• Short task
Copy each of the records below line for line, keeping every character and number unchanged.

• Supplied data
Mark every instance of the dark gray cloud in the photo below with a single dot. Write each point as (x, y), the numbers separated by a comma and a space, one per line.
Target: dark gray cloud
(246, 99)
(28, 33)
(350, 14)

• Result of this exercise
Mark every instance of the dark gray cloud in the photo below with a single dot. Write each point as (x, y), the numbers separated by a comma and a space, one per line.
Target: dark gray cloud
(246, 99)
(28, 33)
(350, 14)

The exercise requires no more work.